:: Source

Does remove() remove Nodes from a Nodelist which got created by 'querySelectorAll'?

Question

I am new to programming and have difficulties to understand following in Javascript:

My code:

let nodeList = document.getElementById('ID').querySelectorAll('img');
    for (i=0; i < nodeList.length; i++) {
        nodeList[i].remove();
    }

This code removes all referenced 'img'-elements from my HTML but no elements are removed from my 'nodeList'.

Why remove() only removes from the HTML but not remove the 'nodeList'-elements and is there a way to remove the elements from display & from the nodeList?

Thank You

Answer 1

Function that you are using -

remove()

Is working with DOM, and removes elements directly from there. If you want to remove also from nodeList array - then you need to use splice() func The final code will looks like -

let nodeList = document.getElementById('ID').querySelectorAll('img');
for (i=0; i < nodeList.length; i++) {
    nodeList[i].remove();
    nodeList.splice(i,1)
}

Answer 2

You get your nodeList from nodes that are present on DOM.
Then you remove it from the DOM. If you now will run the same query - you will get a new list without these nodes.

::::
:: Given records

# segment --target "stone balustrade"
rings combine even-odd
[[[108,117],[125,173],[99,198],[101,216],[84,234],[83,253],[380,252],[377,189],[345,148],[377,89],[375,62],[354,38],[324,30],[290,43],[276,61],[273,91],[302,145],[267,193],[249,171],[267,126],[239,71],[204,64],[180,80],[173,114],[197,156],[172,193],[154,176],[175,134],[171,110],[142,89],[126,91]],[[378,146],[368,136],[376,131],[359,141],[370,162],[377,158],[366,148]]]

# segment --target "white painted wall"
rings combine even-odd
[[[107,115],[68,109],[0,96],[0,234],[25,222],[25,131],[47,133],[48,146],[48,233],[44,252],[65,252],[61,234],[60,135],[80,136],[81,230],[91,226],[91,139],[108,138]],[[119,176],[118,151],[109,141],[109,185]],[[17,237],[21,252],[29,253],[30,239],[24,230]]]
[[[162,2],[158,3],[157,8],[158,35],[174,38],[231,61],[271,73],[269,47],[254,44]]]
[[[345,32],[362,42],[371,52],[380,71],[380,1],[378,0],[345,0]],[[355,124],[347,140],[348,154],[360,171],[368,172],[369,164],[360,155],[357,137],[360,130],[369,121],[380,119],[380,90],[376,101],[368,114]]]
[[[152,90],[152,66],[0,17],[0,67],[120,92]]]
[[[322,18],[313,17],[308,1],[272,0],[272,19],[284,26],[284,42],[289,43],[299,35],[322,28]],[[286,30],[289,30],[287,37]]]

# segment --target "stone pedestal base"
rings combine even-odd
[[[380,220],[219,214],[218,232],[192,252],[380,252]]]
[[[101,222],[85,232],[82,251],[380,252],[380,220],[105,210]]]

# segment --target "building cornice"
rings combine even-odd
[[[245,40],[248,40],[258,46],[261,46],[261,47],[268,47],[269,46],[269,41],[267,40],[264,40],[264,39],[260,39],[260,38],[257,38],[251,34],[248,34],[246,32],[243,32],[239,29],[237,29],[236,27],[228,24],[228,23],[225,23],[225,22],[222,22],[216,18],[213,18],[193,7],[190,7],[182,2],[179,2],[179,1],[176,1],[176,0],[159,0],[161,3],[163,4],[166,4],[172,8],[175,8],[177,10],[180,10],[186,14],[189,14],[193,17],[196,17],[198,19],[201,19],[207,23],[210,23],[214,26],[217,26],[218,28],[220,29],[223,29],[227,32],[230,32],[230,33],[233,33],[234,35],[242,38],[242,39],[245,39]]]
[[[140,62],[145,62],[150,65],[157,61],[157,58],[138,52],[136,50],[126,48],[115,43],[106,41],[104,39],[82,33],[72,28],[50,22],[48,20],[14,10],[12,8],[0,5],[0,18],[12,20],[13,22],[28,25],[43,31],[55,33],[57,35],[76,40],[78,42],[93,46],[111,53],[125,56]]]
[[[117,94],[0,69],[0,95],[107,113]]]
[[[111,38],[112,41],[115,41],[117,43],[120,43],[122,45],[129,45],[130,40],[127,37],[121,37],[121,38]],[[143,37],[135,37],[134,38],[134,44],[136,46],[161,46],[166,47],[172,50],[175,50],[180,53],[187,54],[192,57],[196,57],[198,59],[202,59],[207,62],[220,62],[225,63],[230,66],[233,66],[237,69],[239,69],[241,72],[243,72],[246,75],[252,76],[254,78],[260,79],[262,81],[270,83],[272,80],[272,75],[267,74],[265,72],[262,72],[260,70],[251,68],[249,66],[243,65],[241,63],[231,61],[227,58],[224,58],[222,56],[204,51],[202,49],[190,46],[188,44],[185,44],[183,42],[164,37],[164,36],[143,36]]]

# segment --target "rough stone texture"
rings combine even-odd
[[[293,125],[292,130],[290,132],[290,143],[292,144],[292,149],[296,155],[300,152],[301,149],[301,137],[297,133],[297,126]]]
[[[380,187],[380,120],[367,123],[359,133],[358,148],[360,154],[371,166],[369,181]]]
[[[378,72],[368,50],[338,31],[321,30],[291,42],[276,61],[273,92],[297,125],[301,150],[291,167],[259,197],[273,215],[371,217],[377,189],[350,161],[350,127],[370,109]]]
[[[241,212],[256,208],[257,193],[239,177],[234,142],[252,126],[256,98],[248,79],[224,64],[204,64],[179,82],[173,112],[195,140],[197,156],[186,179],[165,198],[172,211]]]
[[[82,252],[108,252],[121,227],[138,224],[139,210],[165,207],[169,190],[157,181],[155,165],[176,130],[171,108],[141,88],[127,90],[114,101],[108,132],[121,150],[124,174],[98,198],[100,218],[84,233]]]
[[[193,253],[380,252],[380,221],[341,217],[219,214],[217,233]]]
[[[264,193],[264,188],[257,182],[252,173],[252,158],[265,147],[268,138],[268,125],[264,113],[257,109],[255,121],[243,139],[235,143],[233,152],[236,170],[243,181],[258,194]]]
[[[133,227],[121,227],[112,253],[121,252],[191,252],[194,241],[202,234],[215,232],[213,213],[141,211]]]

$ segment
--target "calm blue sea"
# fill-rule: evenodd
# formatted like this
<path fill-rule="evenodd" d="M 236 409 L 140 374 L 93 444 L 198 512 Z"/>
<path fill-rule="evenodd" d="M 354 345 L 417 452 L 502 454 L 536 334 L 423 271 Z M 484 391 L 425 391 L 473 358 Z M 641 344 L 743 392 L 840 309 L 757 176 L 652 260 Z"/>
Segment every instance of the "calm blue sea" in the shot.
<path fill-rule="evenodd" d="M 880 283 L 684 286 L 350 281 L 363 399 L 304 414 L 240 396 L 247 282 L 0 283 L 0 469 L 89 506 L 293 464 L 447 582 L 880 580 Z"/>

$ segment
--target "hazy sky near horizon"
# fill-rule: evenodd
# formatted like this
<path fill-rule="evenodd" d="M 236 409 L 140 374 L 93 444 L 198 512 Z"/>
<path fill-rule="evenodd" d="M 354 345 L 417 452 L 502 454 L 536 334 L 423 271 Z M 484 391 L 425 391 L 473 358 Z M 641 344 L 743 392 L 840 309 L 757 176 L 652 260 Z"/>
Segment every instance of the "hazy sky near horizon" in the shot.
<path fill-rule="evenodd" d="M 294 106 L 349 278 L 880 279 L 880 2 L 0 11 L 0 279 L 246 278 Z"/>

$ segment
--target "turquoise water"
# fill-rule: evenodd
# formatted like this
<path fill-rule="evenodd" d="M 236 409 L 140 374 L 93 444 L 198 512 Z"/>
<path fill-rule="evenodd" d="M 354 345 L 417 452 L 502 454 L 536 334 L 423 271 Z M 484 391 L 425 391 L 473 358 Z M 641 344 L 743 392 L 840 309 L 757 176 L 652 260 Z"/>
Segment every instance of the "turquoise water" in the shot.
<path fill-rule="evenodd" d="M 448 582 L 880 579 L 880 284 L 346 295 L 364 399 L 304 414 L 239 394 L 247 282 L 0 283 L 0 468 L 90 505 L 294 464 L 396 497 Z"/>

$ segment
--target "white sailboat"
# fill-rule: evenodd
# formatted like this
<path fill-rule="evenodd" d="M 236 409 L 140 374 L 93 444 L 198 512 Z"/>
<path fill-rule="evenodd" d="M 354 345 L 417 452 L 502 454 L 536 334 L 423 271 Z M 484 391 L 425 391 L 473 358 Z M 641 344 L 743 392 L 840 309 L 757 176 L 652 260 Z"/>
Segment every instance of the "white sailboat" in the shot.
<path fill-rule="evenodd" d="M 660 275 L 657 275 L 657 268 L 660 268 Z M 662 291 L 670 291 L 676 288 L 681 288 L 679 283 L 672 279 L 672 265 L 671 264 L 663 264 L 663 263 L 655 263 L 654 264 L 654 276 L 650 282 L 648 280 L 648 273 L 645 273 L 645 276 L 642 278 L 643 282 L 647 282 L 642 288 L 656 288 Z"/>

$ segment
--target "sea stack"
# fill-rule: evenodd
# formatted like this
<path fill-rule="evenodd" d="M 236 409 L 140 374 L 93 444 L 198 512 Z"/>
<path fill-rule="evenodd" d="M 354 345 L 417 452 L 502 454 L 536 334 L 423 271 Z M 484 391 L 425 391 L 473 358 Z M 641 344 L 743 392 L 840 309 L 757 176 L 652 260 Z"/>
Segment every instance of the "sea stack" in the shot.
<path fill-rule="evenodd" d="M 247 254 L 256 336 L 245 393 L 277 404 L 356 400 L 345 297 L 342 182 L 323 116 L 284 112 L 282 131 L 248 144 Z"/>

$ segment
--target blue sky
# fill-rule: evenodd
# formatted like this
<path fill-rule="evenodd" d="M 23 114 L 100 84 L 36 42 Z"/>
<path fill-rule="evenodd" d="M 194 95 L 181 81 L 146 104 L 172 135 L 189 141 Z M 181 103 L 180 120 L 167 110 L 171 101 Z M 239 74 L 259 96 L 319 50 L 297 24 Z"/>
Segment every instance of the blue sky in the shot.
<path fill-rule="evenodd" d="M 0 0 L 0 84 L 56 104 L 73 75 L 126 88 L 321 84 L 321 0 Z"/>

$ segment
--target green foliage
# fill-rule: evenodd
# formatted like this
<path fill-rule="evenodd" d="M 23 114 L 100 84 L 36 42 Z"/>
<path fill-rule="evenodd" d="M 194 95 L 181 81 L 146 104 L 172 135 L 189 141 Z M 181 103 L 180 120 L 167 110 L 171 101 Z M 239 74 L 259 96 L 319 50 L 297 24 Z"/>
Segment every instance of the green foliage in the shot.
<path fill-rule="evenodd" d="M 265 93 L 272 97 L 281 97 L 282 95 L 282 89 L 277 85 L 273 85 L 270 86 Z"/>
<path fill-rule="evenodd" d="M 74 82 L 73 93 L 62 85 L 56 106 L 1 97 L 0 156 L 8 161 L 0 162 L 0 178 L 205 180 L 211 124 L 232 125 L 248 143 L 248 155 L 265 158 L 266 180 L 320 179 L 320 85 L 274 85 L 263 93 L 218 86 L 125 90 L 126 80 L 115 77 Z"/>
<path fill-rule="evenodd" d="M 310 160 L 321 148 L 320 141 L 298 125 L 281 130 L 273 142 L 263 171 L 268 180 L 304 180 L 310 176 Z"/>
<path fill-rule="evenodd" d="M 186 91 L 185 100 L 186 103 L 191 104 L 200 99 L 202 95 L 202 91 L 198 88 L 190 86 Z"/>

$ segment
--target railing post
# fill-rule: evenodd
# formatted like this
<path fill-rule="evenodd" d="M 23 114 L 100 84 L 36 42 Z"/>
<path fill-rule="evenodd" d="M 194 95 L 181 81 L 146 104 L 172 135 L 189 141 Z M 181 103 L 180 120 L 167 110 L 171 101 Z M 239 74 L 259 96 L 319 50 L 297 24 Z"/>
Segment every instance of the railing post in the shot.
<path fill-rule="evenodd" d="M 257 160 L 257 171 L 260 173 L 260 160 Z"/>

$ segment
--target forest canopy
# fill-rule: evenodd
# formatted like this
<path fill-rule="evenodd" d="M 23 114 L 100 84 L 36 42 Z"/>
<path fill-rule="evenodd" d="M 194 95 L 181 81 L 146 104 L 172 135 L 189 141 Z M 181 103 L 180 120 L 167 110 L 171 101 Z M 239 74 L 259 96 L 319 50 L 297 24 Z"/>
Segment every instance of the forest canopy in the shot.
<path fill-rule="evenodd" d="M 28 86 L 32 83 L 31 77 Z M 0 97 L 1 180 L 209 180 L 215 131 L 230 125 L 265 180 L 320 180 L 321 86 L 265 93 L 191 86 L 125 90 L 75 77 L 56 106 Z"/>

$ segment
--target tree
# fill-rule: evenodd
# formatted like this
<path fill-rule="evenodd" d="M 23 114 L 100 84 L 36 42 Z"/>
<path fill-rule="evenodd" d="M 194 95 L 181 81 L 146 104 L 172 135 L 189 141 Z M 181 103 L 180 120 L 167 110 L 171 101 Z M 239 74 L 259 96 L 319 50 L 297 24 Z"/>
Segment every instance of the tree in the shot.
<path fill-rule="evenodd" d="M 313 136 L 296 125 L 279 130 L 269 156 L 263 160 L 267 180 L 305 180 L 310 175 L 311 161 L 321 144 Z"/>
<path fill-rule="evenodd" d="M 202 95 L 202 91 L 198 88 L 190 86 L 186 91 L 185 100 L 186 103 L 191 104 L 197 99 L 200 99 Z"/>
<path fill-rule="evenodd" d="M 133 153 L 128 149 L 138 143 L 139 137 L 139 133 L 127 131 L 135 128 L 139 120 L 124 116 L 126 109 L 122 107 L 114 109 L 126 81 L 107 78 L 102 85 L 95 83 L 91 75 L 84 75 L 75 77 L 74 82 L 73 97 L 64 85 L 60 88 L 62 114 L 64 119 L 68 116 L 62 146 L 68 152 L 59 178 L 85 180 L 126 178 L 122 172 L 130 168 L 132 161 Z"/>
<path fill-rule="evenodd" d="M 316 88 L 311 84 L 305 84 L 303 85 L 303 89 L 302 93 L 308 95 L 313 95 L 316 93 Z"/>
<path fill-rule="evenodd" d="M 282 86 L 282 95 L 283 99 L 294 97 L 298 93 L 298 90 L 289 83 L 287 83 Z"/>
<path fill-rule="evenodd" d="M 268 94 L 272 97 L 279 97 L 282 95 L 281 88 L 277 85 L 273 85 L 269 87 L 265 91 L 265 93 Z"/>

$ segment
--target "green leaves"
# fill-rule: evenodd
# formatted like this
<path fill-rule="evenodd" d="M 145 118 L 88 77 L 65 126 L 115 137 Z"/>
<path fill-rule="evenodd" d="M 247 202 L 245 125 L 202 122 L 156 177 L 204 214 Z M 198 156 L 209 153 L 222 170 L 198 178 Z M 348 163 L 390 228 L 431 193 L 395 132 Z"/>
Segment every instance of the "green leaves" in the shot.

::::

Requests:
- 1) Gather every row that contains the string "turquoise" and copy each one out in full.
- 2) Go on with the forum thread about removing nodes from a NodeList returned by querySelectorAll, picking up after its final sentence.
The thread and the rows are unrelated material.

Answers by task:
- 1)
--target "turquoise water"
Segment every instance of the "turquoise water" in the shot.

- 2)
As explained here https://stackoverflow.com/a/6545450/3125477 you can't directly remove elements from NodeList.

Answer 3

This is because querySelectorAll() returns the static list of the elements. Meaning that the list will keep the reference to the element even its removed. It doesn't change after being assigned.

The Document method querySelectorAll() returns a static (not live) NodeList representing a list of the document's elements that match the specified group of selectors

On the other hand if you want live collection you can use document.getElementsByTagName(),document.getElementsByClassName() etc

const divs = document.getElementsByTagName('div');
divs[1].remove();
console.log(divs)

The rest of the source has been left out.